# [THE PROBLEM]
Reproduce the lines below, substituting "foliage leaf" for every occurrence of "green leaf" and leaving everything else untouched.

[Dataset items]

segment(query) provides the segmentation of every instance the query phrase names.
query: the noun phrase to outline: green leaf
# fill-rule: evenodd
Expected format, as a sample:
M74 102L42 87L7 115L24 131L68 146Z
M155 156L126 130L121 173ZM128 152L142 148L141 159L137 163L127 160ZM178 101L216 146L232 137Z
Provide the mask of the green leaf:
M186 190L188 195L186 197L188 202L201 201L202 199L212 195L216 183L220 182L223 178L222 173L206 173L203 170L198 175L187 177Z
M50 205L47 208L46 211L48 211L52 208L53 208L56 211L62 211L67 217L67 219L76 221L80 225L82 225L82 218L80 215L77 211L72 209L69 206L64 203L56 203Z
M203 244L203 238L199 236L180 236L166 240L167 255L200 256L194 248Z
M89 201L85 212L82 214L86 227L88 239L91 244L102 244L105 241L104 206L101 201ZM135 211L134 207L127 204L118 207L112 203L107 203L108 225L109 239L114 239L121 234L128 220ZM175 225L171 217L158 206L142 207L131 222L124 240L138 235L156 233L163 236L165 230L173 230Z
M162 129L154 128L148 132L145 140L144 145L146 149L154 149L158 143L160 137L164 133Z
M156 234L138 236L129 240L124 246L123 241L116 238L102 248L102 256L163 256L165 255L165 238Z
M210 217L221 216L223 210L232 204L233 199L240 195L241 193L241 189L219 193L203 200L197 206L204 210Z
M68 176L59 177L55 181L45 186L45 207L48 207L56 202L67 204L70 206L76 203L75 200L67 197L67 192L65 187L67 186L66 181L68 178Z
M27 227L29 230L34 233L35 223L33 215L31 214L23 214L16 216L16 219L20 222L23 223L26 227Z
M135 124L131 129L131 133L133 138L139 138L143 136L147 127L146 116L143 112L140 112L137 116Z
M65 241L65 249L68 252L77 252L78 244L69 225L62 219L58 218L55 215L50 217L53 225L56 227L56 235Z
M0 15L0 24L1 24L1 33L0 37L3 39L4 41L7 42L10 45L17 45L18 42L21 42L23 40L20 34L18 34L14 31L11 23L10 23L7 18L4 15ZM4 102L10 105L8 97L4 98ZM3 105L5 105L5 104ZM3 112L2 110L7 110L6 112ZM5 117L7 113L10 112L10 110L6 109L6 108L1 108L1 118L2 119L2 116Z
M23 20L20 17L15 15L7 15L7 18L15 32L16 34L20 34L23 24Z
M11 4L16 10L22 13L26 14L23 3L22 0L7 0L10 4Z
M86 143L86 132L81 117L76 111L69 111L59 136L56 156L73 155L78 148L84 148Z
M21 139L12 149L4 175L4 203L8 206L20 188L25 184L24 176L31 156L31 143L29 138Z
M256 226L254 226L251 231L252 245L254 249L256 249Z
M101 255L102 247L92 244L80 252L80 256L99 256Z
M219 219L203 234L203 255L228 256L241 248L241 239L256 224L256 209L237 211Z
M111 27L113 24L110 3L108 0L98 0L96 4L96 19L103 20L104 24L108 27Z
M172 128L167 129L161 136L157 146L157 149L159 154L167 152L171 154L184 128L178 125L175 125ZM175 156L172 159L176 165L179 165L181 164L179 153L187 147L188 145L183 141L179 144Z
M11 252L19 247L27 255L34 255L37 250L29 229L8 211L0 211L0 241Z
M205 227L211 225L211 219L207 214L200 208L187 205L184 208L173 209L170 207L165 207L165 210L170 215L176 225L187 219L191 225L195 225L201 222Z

# [FINAL RESULT]
segment(query) provides the segmentation of every instance the query phrase names.
query: the noun phrase to outline: foliage leaf
# fill-rule: evenodd
Expected format, as a sample:
M74 102L42 87L7 115L24 131L68 146Z
M155 156L126 130L121 173ZM128 152L142 148L141 159L137 163L127 160ZM178 101L216 146L232 137Z
Provide the mask of the foliage leaf:
M186 190L188 195L186 197L188 202L201 201L202 199L212 195L216 183L220 182L223 178L222 173L206 173L203 170L198 175L187 177Z
M50 205L47 208L46 211L48 211L52 208L53 208L56 211L62 211L67 217L67 219L76 221L80 225L82 225L82 218L80 215L77 211L72 209L69 206L64 203L56 203Z
M203 244L203 238L199 236L180 236L166 240L167 255L200 256L194 248Z
M89 201L85 212L82 214L86 227L88 239L91 244L102 244L105 241L104 206L101 201ZM135 211L134 207L127 204L118 207L112 203L107 203L108 225L109 239L114 239L121 234L128 220ZM175 225L171 217L158 206L142 207L131 222L124 240L138 235L156 233L163 236L165 230L173 230Z
M162 129L154 128L148 132L145 140L144 145L146 149L154 149L158 143L160 137L164 133Z
M156 234L138 236L129 240L124 246L123 241L116 238L102 248L102 256L163 256L165 255L165 238Z
M210 217L221 216L223 210L232 204L233 199L240 195L241 193L241 189L219 193L203 200L197 206L204 210Z
M68 176L59 177L55 181L45 186L45 207L48 207L56 202L67 204L70 206L76 203L75 200L67 197L67 192L65 187L67 186L66 181L68 178Z
M27 227L29 230L34 233L35 223L33 215L31 214L23 214L16 216L16 219L20 222L23 223L26 227Z
M135 124L131 129L131 133L133 138L139 138L143 136L147 127L146 116L143 112L140 112L137 116Z
M65 241L65 249L68 252L77 252L78 244L69 225L62 219L58 218L55 215L50 217L53 225L56 227L56 235Z
M0 15L0 24L1 24L1 33L0 37L3 39L4 41L7 42L10 45L17 45L18 42L21 42L23 40L20 34L18 34L14 31L11 23L10 23L7 18L4 15ZM4 102L10 105L8 97L4 98ZM3 105L5 105L5 104ZM3 112L2 110L7 110L6 112ZM5 117L7 113L10 112L10 110L6 109L6 108L1 108L1 118L2 119L2 116Z
M23 20L20 17L15 15L7 15L7 18L15 32L16 34L20 34L23 24Z
M11 4L16 10L22 13L26 14L23 3L22 0L7 0L10 4Z
M86 143L86 132L81 117L76 111L69 111L59 136L56 156L73 155L78 148L84 148Z
M21 139L12 149L4 175L4 203L8 206L20 188L25 184L24 176L31 156L31 143L29 138Z
M256 226L254 226L251 231L252 245L254 249L256 249Z
M101 255L102 247L92 244L80 252L80 256L99 256Z
M219 219L203 234L203 255L228 256L241 248L241 239L256 224L256 209L237 211Z
M111 27L113 24L110 3L108 0L98 0L96 4L96 19L103 20L104 24L108 27Z
M172 128L167 129L161 136L157 146L157 149L159 154L167 152L171 154L184 128L178 125L175 125ZM175 156L172 159L176 165L179 165L181 164L179 153L187 147L188 145L183 141L179 144Z
M11 252L19 247L27 255L34 255L37 250L29 229L8 211L0 211L0 241Z
M205 227L211 225L211 219L207 214L200 208L187 205L184 208L173 209L170 207L165 207L165 210L170 215L176 225L187 219L191 225L195 225L201 222Z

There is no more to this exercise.